Data supplied:
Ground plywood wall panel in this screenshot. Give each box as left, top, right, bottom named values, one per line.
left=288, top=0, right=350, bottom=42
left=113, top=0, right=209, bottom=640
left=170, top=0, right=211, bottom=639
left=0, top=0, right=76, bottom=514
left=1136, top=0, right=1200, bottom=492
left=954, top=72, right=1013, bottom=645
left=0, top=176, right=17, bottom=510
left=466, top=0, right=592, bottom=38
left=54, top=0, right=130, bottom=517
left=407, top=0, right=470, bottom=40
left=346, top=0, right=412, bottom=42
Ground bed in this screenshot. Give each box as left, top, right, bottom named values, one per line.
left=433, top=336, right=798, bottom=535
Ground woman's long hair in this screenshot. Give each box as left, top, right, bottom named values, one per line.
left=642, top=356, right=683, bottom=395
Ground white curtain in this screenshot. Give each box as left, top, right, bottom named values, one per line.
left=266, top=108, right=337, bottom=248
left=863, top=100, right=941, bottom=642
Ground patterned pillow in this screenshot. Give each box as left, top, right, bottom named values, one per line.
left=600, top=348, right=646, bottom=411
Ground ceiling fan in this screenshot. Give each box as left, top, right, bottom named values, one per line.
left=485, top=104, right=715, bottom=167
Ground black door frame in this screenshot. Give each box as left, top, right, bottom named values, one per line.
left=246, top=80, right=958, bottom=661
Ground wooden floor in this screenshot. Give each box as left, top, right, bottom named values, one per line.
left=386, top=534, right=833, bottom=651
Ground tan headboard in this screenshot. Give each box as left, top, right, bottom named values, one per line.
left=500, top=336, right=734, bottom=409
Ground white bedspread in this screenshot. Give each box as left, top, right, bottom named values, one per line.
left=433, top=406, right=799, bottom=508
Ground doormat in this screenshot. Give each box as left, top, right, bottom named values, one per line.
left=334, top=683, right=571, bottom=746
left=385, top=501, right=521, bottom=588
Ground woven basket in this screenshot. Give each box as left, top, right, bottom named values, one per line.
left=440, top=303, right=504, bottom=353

What the exercise asks: Pick out each line above that contains the word "white" and copy it in full. Case counts.

Final result:
Ground white curtain in this screenshot. Give each box as left, top, right, bottom named values, one per line.
Ground white bedspread in this screenshot. Give each box as left, top, right, bottom named values, one per line.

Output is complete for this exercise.